Entries taken from a collection
════════════════
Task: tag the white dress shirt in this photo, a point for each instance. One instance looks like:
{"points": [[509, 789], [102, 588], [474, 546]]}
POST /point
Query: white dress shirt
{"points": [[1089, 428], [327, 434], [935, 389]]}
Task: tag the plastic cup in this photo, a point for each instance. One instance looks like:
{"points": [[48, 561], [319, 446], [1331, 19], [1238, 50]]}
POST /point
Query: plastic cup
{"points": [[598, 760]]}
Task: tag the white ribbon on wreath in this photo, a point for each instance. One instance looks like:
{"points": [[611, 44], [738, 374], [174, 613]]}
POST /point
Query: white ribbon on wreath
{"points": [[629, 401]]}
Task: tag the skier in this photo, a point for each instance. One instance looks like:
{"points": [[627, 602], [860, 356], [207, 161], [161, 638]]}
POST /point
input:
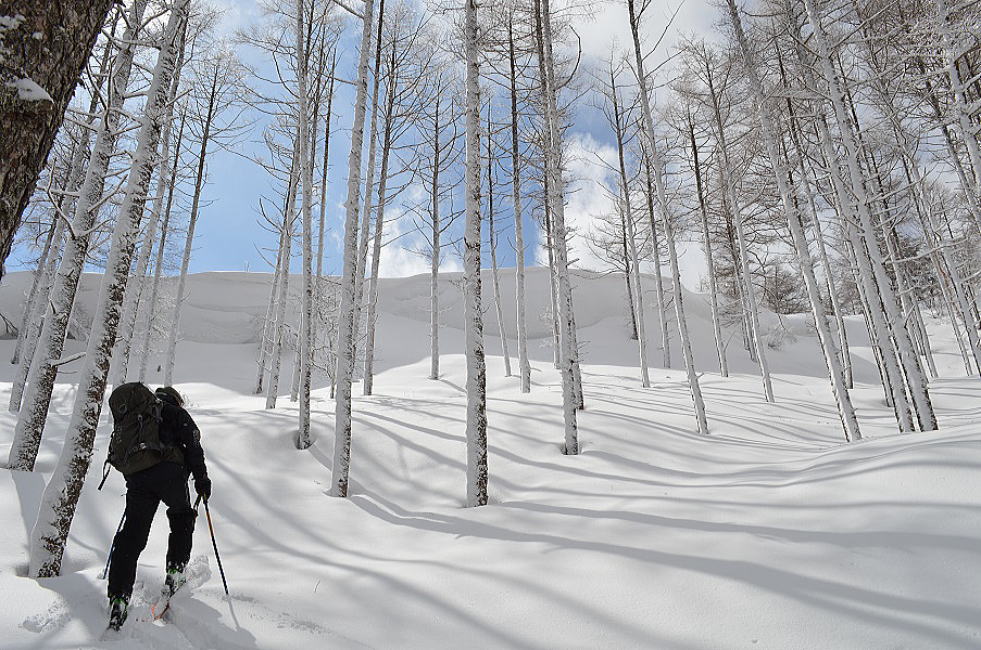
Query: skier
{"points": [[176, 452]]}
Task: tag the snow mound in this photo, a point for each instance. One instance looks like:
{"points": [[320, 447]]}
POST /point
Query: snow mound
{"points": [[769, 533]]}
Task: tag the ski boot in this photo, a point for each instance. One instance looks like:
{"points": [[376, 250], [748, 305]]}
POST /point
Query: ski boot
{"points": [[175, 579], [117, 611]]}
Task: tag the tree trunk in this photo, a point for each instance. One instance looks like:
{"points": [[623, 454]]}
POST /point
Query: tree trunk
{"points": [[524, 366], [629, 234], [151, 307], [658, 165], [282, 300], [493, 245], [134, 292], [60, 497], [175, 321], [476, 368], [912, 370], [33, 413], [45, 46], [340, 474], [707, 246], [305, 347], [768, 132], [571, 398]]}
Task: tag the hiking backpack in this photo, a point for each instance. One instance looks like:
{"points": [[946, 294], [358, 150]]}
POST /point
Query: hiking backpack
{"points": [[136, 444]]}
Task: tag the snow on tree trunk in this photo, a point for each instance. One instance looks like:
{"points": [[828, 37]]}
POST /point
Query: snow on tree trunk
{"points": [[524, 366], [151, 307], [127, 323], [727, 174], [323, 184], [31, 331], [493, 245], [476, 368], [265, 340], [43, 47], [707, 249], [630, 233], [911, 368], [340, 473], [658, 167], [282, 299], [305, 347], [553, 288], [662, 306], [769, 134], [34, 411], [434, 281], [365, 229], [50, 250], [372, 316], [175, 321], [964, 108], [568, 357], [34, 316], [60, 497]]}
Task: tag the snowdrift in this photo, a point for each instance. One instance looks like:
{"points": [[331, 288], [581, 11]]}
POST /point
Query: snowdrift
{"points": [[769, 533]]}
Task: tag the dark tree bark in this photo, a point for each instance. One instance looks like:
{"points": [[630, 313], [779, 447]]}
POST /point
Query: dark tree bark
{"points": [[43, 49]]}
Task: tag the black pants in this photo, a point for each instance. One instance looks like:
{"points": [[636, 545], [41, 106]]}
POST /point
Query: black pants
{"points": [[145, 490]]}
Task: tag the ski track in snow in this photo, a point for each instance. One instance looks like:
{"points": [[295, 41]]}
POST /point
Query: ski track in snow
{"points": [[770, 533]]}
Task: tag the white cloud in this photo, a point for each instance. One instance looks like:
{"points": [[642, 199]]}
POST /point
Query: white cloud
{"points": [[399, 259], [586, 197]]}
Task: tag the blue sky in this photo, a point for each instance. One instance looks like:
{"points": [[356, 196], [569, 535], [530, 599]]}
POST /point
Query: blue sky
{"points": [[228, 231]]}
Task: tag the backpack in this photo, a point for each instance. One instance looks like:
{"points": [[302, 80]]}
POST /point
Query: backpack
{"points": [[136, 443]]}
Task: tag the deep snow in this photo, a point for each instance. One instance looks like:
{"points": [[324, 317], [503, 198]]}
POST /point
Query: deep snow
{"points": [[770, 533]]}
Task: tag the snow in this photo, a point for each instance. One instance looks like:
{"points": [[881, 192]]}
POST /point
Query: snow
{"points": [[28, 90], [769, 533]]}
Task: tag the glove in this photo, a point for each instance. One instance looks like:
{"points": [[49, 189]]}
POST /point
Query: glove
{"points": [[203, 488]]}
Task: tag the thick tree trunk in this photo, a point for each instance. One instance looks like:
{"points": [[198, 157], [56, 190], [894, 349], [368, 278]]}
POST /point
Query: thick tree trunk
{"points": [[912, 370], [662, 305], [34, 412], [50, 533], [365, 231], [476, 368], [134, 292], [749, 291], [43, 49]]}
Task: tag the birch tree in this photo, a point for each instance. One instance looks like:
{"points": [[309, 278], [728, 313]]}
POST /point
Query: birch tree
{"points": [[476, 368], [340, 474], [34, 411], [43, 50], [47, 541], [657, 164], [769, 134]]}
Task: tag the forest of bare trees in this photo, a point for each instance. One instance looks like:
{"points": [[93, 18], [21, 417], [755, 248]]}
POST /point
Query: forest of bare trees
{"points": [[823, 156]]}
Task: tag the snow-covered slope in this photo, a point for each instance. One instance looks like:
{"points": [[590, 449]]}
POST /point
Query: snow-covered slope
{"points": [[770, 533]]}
════════════════
What to work on
Leave out the pictures and restate everything else word for word.

Output
Task: tag the white dress shirt in this photo, a point for each instance. One instance looks like:
{"points": [[509, 789], [102, 588], [474, 546]]}
POST /point
Query: white dress shirt
{"points": [[1089, 428], [327, 434], [935, 389]]}
Task: tag the plastic cup in this photo, a point for each instance. One instance looks like:
{"points": [[48, 561], [319, 446], [1331, 19], [1238, 50]]}
POST /point
Query: plastic cup
{"points": [[598, 760]]}
Task: tag the white ribbon on wreath in this photo, a point for each instance. One instance looks like:
{"points": [[611, 44], [738, 374], [174, 613]]}
POST /point
Query: white ribbon on wreath
{"points": [[629, 401]]}
Task: tag the skier in this photo, a point for each instance. One instance looks like:
{"points": [[627, 602], [860, 356], [207, 161], [161, 638]]}
POST /point
input:
Query: skier
{"points": [[176, 452]]}
Task: tag the snow mound in this photo, a point for each instance. One instance looks like:
{"points": [[320, 447]]}
POST /point
Query: snow mound
{"points": [[769, 533]]}
Task: tag the ski boot in this photo, a point for each instance. One instance looks like:
{"points": [[376, 250], [748, 305]]}
POST /point
Query: ski boot
{"points": [[175, 579], [117, 611]]}
Task: tag the tree trunk in this photo, a point for each instance. One instance looks like:
{"points": [[623, 454]]}
POST /point
Query: tree trunk
{"points": [[524, 366], [629, 234], [151, 307], [658, 165], [282, 300], [493, 245], [134, 292], [60, 497], [175, 321], [476, 368], [912, 370], [33, 413], [45, 46], [340, 474], [707, 246], [305, 347], [768, 132], [571, 398]]}
Task: tag the hiking backpack in this photo, a point for each instance. One instance looks like:
{"points": [[946, 294], [358, 150]]}
POST /point
Query: hiking backpack
{"points": [[136, 444]]}
Task: tag the snow on tree trunk in this photo, a point for each instance. One instance looks like:
{"points": [[828, 37]]}
POST /point
Query: snow on tree trunk
{"points": [[524, 366], [151, 307], [127, 323], [727, 174], [323, 184], [31, 331], [493, 245], [476, 368], [265, 340], [43, 47], [707, 249], [630, 233], [911, 368], [340, 473], [658, 167], [282, 299], [305, 347], [553, 288], [662, 306], [769, 134], [34, 411], [434, 281], [365, 229], [50, 250], [372, 316], [175, 321], [964, 108], [568, 357], [34, 316], [60, 497]]}
Task: tag the snowdrift in this photo, a point for each instance. One instance looks like:
{"points": [[331, 288], [581, 11]]}
POST /point
Query: snowdrift
{"points": [[769, 533]]}
Task: tag the dark tree bark in this photo, a point for each instance. One instance looks like:
{"points": [[630, 313], [779, 447]]}
POST /point
Query: dark tree bark
{"points": [[43, 49]]}
Task: tag the black pants in this photo, a point for each instance. One instance looks like:
{"points": [[636, 545], [41, 106]]}
POST /point
Query: black pants
{"points": [[145, 490]]}
Task: tag the ski track in snow in this photo, a point for each instance. One instance looks like:
{"points": [[295, 41]]}
POST /point
Query: ski track in snow
{"points": [[770, 533]]}
Task: tag the white cloud in this photo, a point for each instance. One instance looks like:
{"points": [[642, 199]]}
POST /point
Query: white cloud
{"points": [[399, 259], [586, 197]]}
Task: tag the blue sky in this photo, a point for each instance. One instance looks like:
{"points": [[356, 196], [569, 535], [530, 599]]}
POST /point
Query: blue sky
{"points": [[228, 231]]}
Task: tag the backpack in this photo, a point for each instance. One instance looks like:
{"points": [[302, 80]]}
POST /point
Query: backpack
{"points": [[136, 443]]}
Task: tag the deep snow in this photo, a point for each instance. One instance looks like:
{"points": [[324, 317], [503, 198]]}
POST /point
Query: deep snow
{"points": [[770, 533]]}
Task: tag the snow in this photo, a point for each instance. One instance looks like:
{"points": [[881, 192]]}
POST /point
Query: snow
{"points": [[28, 90], [769, 533]]}
Task: tag the glove in this photo, a point for each instance. One instance looks like:
{"points": [[49, 189]]}
POST /point
Query: glove
{"points": [[203, 488]]}
Task: tag the thick tree trunk in this photo, a point for each instance. One instance looks like:
{"points": [[198, 157], [56, 190], [894, 349], [368, 278]]}
POST /point
Query: thick tree trunk
{"points": [[912, 370], [662, 305], [34, 412], [50, 533], [365, 231], [476, 368], [134, 292], [749, 291], [43, 49]]}
Task: tag the birch tree in this photo, a point for each instance. One instance looks like:
{"points": [[309, 278], [728, 313]]}
POST /point
Query: birch tree
{"points": [[476, 368], [340, 474], [34, 411], [43, 50], [47, 541], [657, 164], [769, 134]]}
Task: tag the forest of bare trees in this photo, a point for each instance. One instance looks like:
{"points": [[93, 18], [21, 417], [755, 248]]}
POST /point
Query: forest of bare trees
{"points": [[823, 156]]}
Task: tag the snow-covered slope in this photo, a point for each instance. One instance looks like:
{"points": [[590, 449]]}
POST /point
Query: snow-covered slope
{"points": [[770, 533]]}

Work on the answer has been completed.